Written request a
Answer these questions from the text on the history of the Russian language:
(i) By 1800, which language did a significant portion of the gentry speak daily?
(ii) In what year was Russian declared the official language during the Soviet period?
(iii) What was the title of the study A. L. Arefyev published in 2012?
◆ ◆ ◆
The political reforms of Peter the Great (Пётр Вели́кий, Pyótr Velíky) were accompanied by a reform of the alphabet, and achieved their goal of secularization and Westernization. Blocks of specialized vocabulary were adopted from the languages of Western Europe. By 1800, a significant portion of the gentry spoke French daily, and German sometimes. Many Russian novels of the 19th century, e.g. Leo Tolstoy's (Лев Толсто́й) War and Peace, contain entire paragraphs and even pages in French with no translation given, with an assumption that educated readers would not need one.[121]


The modern literary language is usually considered to date from the time of Alexander Pushkin (Алекса́ндр Пу́шкин) in the first third of the 19th century. Pushkin revolutionized Russian literature by rejecting archaic grammar and vocabulary (so-called высо́кий стиль — "high style") in favor of grammar and vocabulary found in the spoken language of the time. Even modern readers of younger age may only experience slight difficulties understanding some words in Pushkin's texts, since relatively few words used by Pushkin have become archaic or changed meaning. In fact, many expressions used by Russian writers of the early 19th century, in particular Pushkin, Mikhail Lermontov (Михаи́л Ле́рмонтов), Nikolai Gogol (Никола́й Го́голь), Aleksander Griboyedov (Алекса́ндр Грибое́дов), became proverbs or sayings which can be frequently found even in modern Russian colloquial speech.[121]



During the Soviet period, the policy toward the languages of the various other ethnic groups fluctuated in practice. Though each of the constituent republics had its own official language, the unifying role and superior status was reserved for Russian, although it was declared the official language only in 1990.[122] Following the break-up of the USSR in 1991, several of the newly independent states have encouraged their native languages, which has partly reversed the privileged status of Russian, though its role as the language of post-Soviet national discourse throughout the region has continued.[123]


The Russian language in the world declined after 1991 due to the collapse of the Soviet Union and decrease in the number of Russians in the world and diminution of the total population in Russia (where Russian is an official language), however this has since been reversed.[50][124][125]


According to figures published in 2006 in the journal "Demoskop Weekly" research deputy director of Research Center for Sociological Research of the Ministry of Education and Science (Russia) Arefyev A. L.,[126] the Russian language is gradually losing its position in the world in general, and in Russia in particular.[124][127][128][129] In 2012, A. L. Arefyev published a new study "Russian language at the turn of the 20th–21st centuries", in which he confirmed his conclusion about the trend of weakening of the Russian language after the Soviet Union's collapse in various regions of the world (findings published in 2013 in the journal "Demoskop Weekly").[50][130][131][132] In the countries of the former Soviet Union the Russian language was being replaced or used in conjunction with local languages.[50][133] Currently, the number of speakers of Russian in the world depends on the number of Russians in the world and total population in Russia.[50][124][125]

List of English words of Russian origin

List of Russian language topics

List of countries and territories where Russian is an official language

Computer Russification

- Prominent Russian language resource for English speakers

Russian Enthusiast

National Corpus of the Russian Language (in Russian)
◆ ◆ ◆
Written request b
In the records, rewrite the lines from the one with "Find terracotta roof" up to and including the one with "[92,140,173,149]", swapping "car" for "automobile" and keeping everything else the same.

(Entries from an annotation dataset)
◆ ◆ ◆
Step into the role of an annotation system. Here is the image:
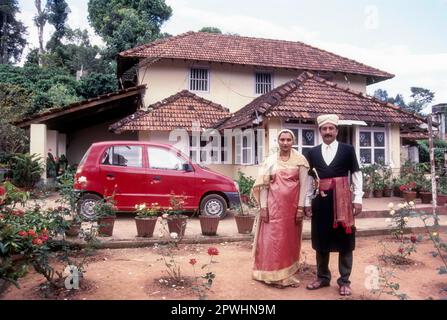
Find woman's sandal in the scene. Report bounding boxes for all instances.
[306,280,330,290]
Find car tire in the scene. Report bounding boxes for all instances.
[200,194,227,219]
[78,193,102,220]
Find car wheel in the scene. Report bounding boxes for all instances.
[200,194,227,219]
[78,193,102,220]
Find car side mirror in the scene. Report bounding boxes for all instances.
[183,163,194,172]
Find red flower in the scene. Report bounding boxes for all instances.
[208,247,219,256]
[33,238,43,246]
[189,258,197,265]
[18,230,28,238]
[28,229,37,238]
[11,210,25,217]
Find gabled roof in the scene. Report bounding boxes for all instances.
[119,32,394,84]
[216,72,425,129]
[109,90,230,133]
◆ ◆ ◆
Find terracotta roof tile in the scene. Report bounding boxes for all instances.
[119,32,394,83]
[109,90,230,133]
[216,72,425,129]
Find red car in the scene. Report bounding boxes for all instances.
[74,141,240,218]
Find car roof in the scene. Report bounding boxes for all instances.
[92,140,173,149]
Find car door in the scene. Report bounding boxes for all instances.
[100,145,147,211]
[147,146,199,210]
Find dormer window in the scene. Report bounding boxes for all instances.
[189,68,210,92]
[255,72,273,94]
◆ ◆ ◆
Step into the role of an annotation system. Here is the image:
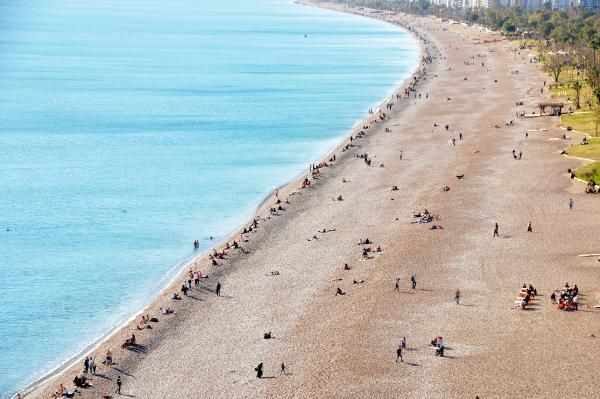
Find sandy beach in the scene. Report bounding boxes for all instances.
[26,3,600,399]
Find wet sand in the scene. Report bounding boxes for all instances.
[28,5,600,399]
◆ ◆ ◆
Final answer a
(i) French
(ii) 1990
(iii) "Russian language at the turn of the 20th–21st centuries"

Final answer b
Find terracotta roof tile in the scene. Report bounding boxes for all instances.
[119,32,394,83]
[109,90,230,133]
[216,72,425,129]
Find red automobile in the scene. Report bounding boxes for all instances.
[74,141,240,218]
Find automobile roof in the scene. Report bounding boxes for all instances.
[92,140,173,149]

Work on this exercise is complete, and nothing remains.